EXERCISE AIM → Copy out all of the records, swapping "integer pairs" for "whole-number pairs" everywhere it occurs and leaving everything else unchanged.

DATA FOR THIS EXERCISE →

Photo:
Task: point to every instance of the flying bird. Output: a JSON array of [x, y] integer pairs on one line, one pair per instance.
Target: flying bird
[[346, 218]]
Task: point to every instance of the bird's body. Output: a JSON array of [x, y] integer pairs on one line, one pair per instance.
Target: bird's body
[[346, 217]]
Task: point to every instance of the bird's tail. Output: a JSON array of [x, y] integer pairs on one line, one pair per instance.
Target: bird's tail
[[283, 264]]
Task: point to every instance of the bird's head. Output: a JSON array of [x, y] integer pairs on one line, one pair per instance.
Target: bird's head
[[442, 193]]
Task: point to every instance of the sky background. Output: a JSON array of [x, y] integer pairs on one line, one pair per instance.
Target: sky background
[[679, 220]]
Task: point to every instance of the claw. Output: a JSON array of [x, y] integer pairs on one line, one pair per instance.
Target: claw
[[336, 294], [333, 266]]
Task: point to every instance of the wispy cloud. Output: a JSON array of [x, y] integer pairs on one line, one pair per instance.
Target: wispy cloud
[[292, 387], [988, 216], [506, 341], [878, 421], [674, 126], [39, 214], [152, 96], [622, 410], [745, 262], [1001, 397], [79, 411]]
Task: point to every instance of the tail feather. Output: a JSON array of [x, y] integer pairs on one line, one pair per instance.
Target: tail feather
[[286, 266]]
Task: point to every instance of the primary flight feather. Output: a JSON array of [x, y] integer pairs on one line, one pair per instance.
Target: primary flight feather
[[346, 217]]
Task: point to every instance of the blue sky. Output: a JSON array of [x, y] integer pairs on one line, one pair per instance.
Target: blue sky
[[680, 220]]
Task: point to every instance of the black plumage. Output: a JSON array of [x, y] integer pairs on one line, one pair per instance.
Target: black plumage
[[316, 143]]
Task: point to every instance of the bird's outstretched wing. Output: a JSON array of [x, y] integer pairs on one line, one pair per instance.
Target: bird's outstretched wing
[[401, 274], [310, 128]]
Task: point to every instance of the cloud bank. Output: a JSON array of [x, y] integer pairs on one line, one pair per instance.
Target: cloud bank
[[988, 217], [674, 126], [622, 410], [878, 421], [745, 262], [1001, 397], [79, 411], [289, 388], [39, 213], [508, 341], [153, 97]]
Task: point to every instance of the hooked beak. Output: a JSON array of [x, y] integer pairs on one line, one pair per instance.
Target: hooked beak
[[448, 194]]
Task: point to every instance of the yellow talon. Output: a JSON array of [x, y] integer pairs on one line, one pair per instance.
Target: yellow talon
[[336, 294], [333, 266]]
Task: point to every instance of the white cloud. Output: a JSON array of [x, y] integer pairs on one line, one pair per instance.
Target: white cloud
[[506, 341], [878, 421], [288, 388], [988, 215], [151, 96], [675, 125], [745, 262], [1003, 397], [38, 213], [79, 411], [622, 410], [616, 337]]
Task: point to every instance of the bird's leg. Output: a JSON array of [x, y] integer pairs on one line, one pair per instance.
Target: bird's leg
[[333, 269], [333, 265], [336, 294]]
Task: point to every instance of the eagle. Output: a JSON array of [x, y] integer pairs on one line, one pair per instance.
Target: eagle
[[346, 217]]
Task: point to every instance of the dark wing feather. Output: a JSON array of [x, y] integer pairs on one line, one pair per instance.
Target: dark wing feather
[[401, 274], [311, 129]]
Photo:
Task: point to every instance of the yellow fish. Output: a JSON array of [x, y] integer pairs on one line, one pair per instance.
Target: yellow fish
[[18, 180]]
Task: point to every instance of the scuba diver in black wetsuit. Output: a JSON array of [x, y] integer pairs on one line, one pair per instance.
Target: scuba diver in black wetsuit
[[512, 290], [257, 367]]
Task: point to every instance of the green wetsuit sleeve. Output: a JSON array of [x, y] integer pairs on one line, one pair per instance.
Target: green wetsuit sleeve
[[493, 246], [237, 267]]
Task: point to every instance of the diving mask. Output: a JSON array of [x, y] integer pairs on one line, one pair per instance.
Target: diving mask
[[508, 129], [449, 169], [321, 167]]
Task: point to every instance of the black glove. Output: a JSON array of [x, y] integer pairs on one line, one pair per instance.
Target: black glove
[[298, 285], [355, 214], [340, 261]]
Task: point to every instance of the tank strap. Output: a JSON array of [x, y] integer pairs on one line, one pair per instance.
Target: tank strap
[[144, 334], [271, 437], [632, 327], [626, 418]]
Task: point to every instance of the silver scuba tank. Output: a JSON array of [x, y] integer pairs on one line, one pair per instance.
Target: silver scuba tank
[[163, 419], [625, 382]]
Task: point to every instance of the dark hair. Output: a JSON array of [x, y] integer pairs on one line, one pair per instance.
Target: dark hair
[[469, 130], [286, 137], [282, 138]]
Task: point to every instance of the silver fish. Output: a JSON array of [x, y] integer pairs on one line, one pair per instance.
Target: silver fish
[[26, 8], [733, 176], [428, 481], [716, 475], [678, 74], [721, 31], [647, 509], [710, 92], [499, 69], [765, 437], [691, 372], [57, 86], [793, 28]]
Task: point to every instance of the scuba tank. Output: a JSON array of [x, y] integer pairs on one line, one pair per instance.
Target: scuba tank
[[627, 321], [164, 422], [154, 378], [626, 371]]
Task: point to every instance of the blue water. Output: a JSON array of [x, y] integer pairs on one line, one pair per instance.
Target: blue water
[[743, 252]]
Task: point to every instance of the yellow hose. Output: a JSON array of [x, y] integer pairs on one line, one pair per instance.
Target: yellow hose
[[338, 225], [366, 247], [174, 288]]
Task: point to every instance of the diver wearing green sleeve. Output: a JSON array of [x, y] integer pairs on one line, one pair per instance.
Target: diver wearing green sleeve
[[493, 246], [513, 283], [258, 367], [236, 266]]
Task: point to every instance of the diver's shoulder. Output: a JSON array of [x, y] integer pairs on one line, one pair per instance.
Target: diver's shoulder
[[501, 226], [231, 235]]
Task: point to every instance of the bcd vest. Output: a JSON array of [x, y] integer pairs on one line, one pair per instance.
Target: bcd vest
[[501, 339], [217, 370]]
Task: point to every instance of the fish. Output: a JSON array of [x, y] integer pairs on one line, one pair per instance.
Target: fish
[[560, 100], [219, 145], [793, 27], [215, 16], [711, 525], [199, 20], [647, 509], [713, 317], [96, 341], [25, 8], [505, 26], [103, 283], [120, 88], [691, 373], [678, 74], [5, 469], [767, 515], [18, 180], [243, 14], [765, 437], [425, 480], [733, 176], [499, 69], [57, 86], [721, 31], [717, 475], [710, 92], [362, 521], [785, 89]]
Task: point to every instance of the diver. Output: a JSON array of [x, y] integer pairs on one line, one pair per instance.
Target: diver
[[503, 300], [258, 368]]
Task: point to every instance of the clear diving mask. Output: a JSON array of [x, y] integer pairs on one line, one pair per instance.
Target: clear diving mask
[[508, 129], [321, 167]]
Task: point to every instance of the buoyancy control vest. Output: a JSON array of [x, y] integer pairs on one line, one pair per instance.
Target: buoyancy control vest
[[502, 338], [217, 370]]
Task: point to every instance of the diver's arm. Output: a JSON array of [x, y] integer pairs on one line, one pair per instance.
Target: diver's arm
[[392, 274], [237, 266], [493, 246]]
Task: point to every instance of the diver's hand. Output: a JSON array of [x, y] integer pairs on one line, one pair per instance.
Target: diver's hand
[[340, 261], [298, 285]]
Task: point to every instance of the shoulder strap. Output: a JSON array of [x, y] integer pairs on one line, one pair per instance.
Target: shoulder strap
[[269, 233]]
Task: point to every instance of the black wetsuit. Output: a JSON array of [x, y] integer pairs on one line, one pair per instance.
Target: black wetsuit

OUTPUT OF THE TASK →
Photo:
Task: point to every instance of the flying bird. Output: a JSON array of [x, y] whole-number pairs on one line, one pair per instance.
Target: flying bird
[[346, 218]]
Task: point to every instance of the bird's body. Output: a JSON array of [x, y] whole-number pairs on one line, one pair per instance.
Target: bird's body
[[346, 217]]
Task: point to every instance of the bird's tail. Output: a JSON array of [x, y] whole-number pairs on one line, one pair per instance.
Target: bird's tail
[[283, 264]]
Task: point to every instance of the bird's head. Output: a JSON array of [x, y] whole-number pairs on one line, one pair per instance.
Target: bird's head
[[442, 193]]
Task: point to every instance of the sky background. Output: a JSON array of [x, y] whole-number pairs on one line, one pair per instance.
Target: sky background
[[679, 220]]
Task: point to every instance of the claw. Output: a JSON array of [x, y] whole-number pairs on one line, one pair per instance.
Target: claw
[[336, 294], [333, 266]]
Task: point to every instance of the wispy cloud. Output: a JSON array of [x, y] whole-number pairs on one line, one pair per instance.
Target: wispy cloud
[[292, 387], [988, 216], [506, 341], [878, 421], [674, 126], [39, 214], [152, 96], [622, 410], [745, 262], [1001, 397], [79, 411]]
Task: point to every instance of the tail feather. Output: a JSON array of [x, y] whole-number pairs on one line, one pair per instance.
Target: tail feather
[[286, 266]]
Task: point to every instance of the primary flight feather. Output: a JSON array of [x, y] whole-number pairs on one line, one pair per instance.
Target: primary flight feather
[[346, 217]]
Task: point to every instance of the blue sky. Output: a JSON array of [x, y] whole-number pairs on one line, one pair per instance.
Target: blue sky
[[680, 220]]
Task: point to every instance of the black plumage. Output: a JSON array of [x, y] whole-number pairs on one line, one pair per instance.
Target: black plumage
[[316, 143]]
Task: point to every instance of the bird's outstretched wing. Output: a JSON array of [x, y] whole-number pairs on one line, one pair per instance.
Target: bird's outstretched wing
[[401, 274], [310, 128]]
Task: point to every instance of the cloud bank. Output: a JSON array of [x, y] whole-number pairs on one line, one pair per instance.
Target: cloud bank
[[988, 217], [674, 126], [622, 410], [878, 421], [745, 262], [1001, 397], [79, 411], [289, 388], [39, 213], [508, 341], [153, 97]]
Task: point to every instance of the hooked beak. Output: a JSON array of [x, y] whole-number pairs on one line, one pair per instance.
Target: hooked beak
[[448, 194]]
Task: point to every instance of the yellow talon. Output: a JSON array of [x, y] whole-number pairs on one line, one pair per instance.
Target: yellow talon
[[336, 294], [333, 266]]
Task: point to every instance of the white cloud. Output: a JSON array of [x, y] whole-number pairs on one line, one pair per instance.
Target: white cloud
[[506, 341], [878, 421], [288, 388], [988, 215], [151, 96], [675, 125], [745, 262], [1003, 397], [38, 213], [79, 411], [622, 410], [616, 337]]
Task: point to every instance of the bird's leg. Output: a JSON array of [x, y] whole-number pairs on one line, one pair per instance.
Target: bird's leg
[[333, 269], [333, 265], [336, 294]]
Task: point to every instance of the eagle. Output: a JSON array of [x, y] whole-number pairs on one line, one pair per instance.
Target: eagle
[[346, 217]]
Task: point to every instance of the dark wing feather. Output: a JSON array of [x, y] whole-number pairs on one line, one pair per instance.
Target: dark wing feather
[[401, 274], [311, 129]]
Photo:
Task: point to every instance of the yellow fish. Output: a JSON array of [x, y] whole-number pairs on one line, one pair per instance.
Target: yellow fish
[[18, 180]]
Task: point to every instance of the scuba diver in black wetsuit. Output: a JSON array of [x, y] whole-number pairs on one line, one pair per instance.
Target: scuba diver in black wetsuit
[[512, 290], [257, 367]]
Task: point to every instance of the green wetsuit sleeve. Output: a JSON array of [x, y] whole-number pairs on one line, one pair per instance.
Target: green wetsuit sleeve
[[493, 246], [237, 267]]
Task: point to every instance of the diving mask. Output: a JSON array of [x, y] whole-number pairs on one line, one pair per instance.
Target: diving mask
[[508, 129], [449, 169], [321, 167]]
Task: point to every instance of the black glove. Output: a JSON array of [x, y] whole-number pairs on one line, one pair per instance.
Target: black glove
[[298, 285], [355, 214], [340, 261]]
Task: point to every instance of the tank strap. Output: a JSON array of [x, y] whole-number pairs on one line, one pair per instance.
Target: tank strap
[[144, 334], [271, 437], [632, 327], [626, 418]]
Task: point to every instance of the silver scuba tank. Output: a JSON array of [x, y] whole-number pairs on one line, one pair per instance.
Target: silver scuba tank
[[163, 419], [625, 382]]
Task: point to every instance of the dark hair. Output: a JSON array of [x, y] whole-number pairs on one line, one pair per instance.
Target: dark hair
[[469, 130], [286, 137], [282, 138]]
Task: point to every instance of the silver fish. Output: a JSON array of [x, y] whole-number pairs on one line, one pair per instance.
Target: silver fish
[[26, 8], [733, 176], [428, 481], [716, 475], [678, 74], [721, 31], [647, 509], [710, 92], [499, 69], [765, 437], [691, 372], [57, 86], [793, 28]]
Task: point to every instance of the scuba tank. Output: a JSON array of [x, y] whole-number pairs on one line, one pair per instance.
Target: scuba tank
[[627, 321], [164, 422], [154, 378], [626, 371]]
Task: point to every instance of the blue water. Output: a JSON array of [x, y] whole-number pairs on one line, one pair per instance.
Target: blue water
[[743, 252]]
Task: point to every instance of the yellow hose. Output: a JSON array of [x, y] whole-number pairs on one line, one pair per instance.
Target: yellow hose
[[338, 225], [366, 247], [174, 288]]
Task: point to every instance of the diver wearing green sleeve. Output: a JSON array of [x, y] whole-number pairs on one line, one pair per instance.
Target: diver wearing green sleeve
[[493, 246], [513, 283], [258, 367], [236, 266]]
Task: point to every instance of the diver's shoulder. Output: a JSON array of [x, y] whole-number pairs on one line, one pair per instance.
Target: diver's shoulder
[[501, 226], [231, 235]]
Task: point to every instance of the bcd vest. Output: a JSON array of [x, y] whole-number pairs on one line, one pair per instance.
Target: bcd vest
[[501, 339], [217, 370]]
Task: point to every instance of the fish. Output: a JSON array of [x, y] whole-number pairs on one line, one pair per instance.
Target: fish
[[560, 100], [219, 145], [793, 27], [215, 16], [711, 525], [199, 20], [647, 509], [713, 317], [96, 341], [25, 8], [505, 26], [103, 283], [120, 88], [691, 373], [678, 74], [5, 469], [767, 515], [18, 180], [243, 14], [765, 437], [425, 480], [733, 176], [499, 69], [57, 86], [721, 31], [717, 475], [710, 92], [362, 521], [785, 89]]
Task: point to every instance of the diver. Output: a JSON array of [x, y] whole-number pairs on one line, one pair per instance.
Target: diver
[[503, 300], [258, 368]]
Task: point to every instance of the clear diving mask. Output: a JSON array of [x, y] whole-number pairs on one line, one pair per instance.
Target: clear diving mask
[[508, 129], [321, 167]]
Task: point to every instance of the buoyancy control vest. Output: a JSON array of [x, y] whole-number pairs on one line, one pair per instance.
Target: buoyancy control vest
[[502, 338], [217, 370]]
Task: point to every instance of the diver's arm. Output: a JSON array of [x, y] whole-number pairs on one line, one pair per instance.
Target: diver's arm
[[392, 274], [237, 266], [493, 246]]
Task: point to every instance of the diver's hand. Output: a JSON array of [x, y] whole-number pairs on one line, one pair per instance.
Target: diver's hand
[[340, 261], [298, 285]]
Task: point to every instance of the shoulder strap. Output: a JSON array of [x, y] whole-number pairs on one line, one pair per instance.
Target: shoulder strap
[[269, 233]]
Task: point to every instance of the black wetsuit. Output: a JSON array of [x, y] whole-number pairs on one line, one pair per instance.
Target: black wetsuit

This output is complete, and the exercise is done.